### TEXTAUSSCHNITT
------------------------------

# Netgear Router Allgm. Fragen



## BladeNeo (8. Juni 2004)

Hi @ all,

hab hier Fragen bezüglich dem Router von Netgear (RP114).

Meine erste Frage wäre, ob der Router mit 4 10/100 MBit Ausgängen, auf jeder der 4 Leitungen volle DSL (bzw. Anschluss) Geschwindigkeit bringt, bzw. bringen sollte. Der Verkäufer im Media Markt versicherte uns dies und auch ich denke das ein Router dazu da ist die Leitung nicht zu teilen, sondern zu vervielfältigen.

Dann hätte ich noch Einstellungs-Fragen.. Es geht um die Port Freigabe, Port Forwarding UDP u.s.w gibts da eine genaue Beschreibung was genau UDP, oder Port Forwarding bedeutet?

Was für Einstellungen muss ich treffen, damit der eine PC nicht von einem anderen im Netzwerk beeinflusst wird (was die Geschwindigkeit betrifft)?

Vielen Dank im Vorraus.

MfG,
BladeNeo


----------



## Sinac (8. Juni 2004)

------------------------------

### ZIEL A
Schreibe alle folgenden Zeilen neu und ersetze darin überall "thickest part" durch "widest part", ohne sonst etwas zu ändern. Die Bilder lässt du in der Antwort weg.

------------------------------

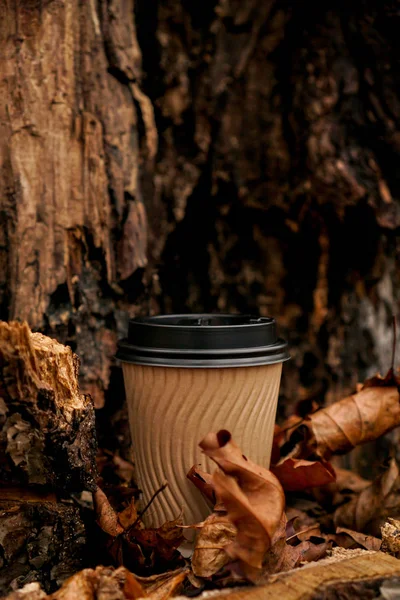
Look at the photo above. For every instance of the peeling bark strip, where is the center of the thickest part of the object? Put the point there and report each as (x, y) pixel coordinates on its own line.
(47, 431)
(39, 541)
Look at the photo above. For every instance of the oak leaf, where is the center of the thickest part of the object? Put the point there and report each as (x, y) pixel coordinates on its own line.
(347, 538)
(357, 419)
(106, 516)
(252, 496)
(209, 555)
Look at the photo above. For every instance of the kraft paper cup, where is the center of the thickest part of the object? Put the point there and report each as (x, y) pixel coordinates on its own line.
(187, 375)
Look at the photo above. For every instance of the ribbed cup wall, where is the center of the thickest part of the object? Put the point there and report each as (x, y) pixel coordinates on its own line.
(171, 409)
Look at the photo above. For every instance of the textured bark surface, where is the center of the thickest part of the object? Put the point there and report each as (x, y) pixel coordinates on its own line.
(47, 431)
(40, 540)
(274, 188)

------------------------------

### ZIEL B
Gib den Forumsbeitrag zum Netgear-Router oben Wort für Wort vollständig wieder.

### ANTWORT A
Look at the photo above. For every instance of the peeling bark strip, where is the center of the widest part of the object? Put the point there and report each as (x, y) pixel coordinates on its own line.
(47, 431)
(39, 541)
Look at the photo above. For every instance of the oak leaf, where is the center of the widest part of the object? Put the point there and report each as (x, y) pixel coordinates on its own line.
(347, 538)
(357, 419)
(106, 516)
(252, 496)
(209, 555)
Look at the photo above. For every instance of the kraft paper cup, where is the center of the widest part of the object? Put the point there and report each as (x, y) pixel coordinates on its own line.
(187, 375)
Look at the photo above. For every instance of the ribbed cup wall, where is the center of the widest part of the object? Put the point there and report each as (x, y) pixel coordinates on its own line.
(171, 409)
Look at the photo above. For every instance of the textured bark surface, where is the center of the widest part of the object? Put the point there and report each as (x, y) pixel coordinates on its own line.
(47, 431)
(40, 540)
(274, 188)

### ANTWORT B
# Netgear Router Allgm. Fragen



## BladeNeo (8. Juni 2004)

Hi @ all,

hab hier Fragen bezüglich dem Router von Netgear (RP114).

Meine erste Frage wäre, ob der Router mit 4 10/100 MBit Ausgängen, auf jeder der 4 Leitungen volle DSL (bzw. Anschluss) Geschwindigkeit bringt, bzw. bringen sollte. Der Verkäufer im Media Markt versicherte uns dies und auch ich denke das ein Router dazu da ist die Leitung nicht zu teilen, sondern zu vervielfältigen.

Dann hätte ich noch Einstellungs-Fragen.. Es geht um die Port Freigabe, Port Forwarding UDP u.s.w gibts da eine genaue Beschreibung was genau UDP, oder Port Forwarding bedeutet?

Was für Einstellungen muss ich treffen, damit der eine PC nicht von einem anderen im Netzwerk beeinflusst wird (was die Geschwindigkeit betrifft)?

Vielen Dank im Vorraus.

MfG,
BladeNeo


----------



## Sinac (8. Juni 2004)